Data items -
☆ ☆ ☆ ☆ ☆
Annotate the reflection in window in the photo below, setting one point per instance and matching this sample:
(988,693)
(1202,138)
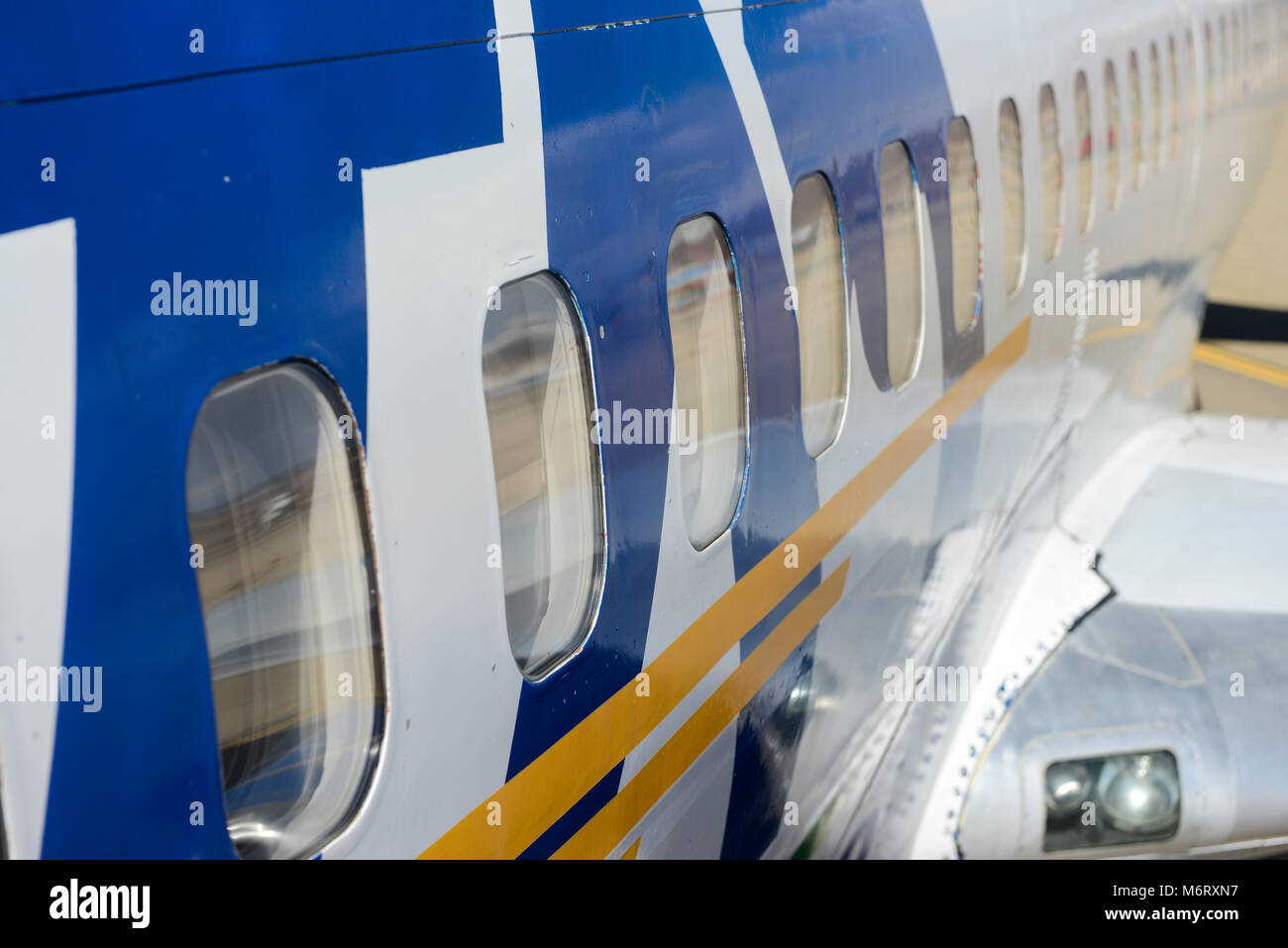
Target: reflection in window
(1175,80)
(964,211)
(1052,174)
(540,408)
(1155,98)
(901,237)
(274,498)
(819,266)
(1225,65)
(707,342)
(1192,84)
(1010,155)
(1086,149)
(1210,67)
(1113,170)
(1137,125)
☆ ☆ ☆ ☆ ☆
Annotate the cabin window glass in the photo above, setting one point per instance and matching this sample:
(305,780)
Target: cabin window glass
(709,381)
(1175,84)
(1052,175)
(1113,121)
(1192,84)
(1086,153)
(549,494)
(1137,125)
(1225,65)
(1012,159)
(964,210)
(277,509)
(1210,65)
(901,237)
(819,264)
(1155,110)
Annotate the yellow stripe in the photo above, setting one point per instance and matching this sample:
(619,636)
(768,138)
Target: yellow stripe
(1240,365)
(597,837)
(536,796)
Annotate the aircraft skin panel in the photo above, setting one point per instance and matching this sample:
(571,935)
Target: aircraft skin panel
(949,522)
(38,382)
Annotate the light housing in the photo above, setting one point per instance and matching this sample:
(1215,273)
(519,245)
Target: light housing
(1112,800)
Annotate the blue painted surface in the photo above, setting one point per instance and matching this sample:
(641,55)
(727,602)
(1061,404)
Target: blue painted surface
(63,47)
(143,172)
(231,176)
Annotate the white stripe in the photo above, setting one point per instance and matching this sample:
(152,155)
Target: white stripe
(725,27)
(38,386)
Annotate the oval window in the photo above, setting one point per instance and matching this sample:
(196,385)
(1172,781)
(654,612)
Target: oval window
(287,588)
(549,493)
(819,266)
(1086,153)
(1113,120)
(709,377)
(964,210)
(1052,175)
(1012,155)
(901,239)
☆ ☆ ☆ ☆ ☆
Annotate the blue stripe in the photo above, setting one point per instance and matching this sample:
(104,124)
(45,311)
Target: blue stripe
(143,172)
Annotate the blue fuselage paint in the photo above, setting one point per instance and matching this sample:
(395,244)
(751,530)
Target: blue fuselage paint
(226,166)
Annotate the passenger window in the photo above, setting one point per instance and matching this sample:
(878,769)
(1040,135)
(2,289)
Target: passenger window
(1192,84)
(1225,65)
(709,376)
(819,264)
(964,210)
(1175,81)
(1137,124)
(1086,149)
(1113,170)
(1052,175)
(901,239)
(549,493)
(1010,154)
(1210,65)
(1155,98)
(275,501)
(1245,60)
☆ ☆ ☆ ☆ ☆
Look through the lines above and collect those with the word "this".

Task response -
Annotate the reflection in window in the photo below, setting one point per instance and matching this sample:
Annotate the cabin window glass in the photo above, setting one point per instance and matching this sample:
Annotate the yellow stripe in the photo above, setting one point per instance and matching this sample:
Annotate the aircraft skin panel in the photo above, setting one point per instance and matching this sample:
Annotate the light housing in the photo above, setting one point per instance and matching this sample:
Annotate the blue painted surface in the photo above, setting one point per instance and matching this sample:
Annotate the white stripe in the photo above, setting one point per instance and matching this sample:
Annotate the oval window in the photo above, setting one point per instance and matching this sample:
Annotate the blue stripe in the photo above, setting one point per instance and matching this sample:
Annotate the blue fuselage paint in the photo above, setting one point per instance and matching this sample:
Annotate the passenger window in the photo above, setting one point per instance and matching this sample:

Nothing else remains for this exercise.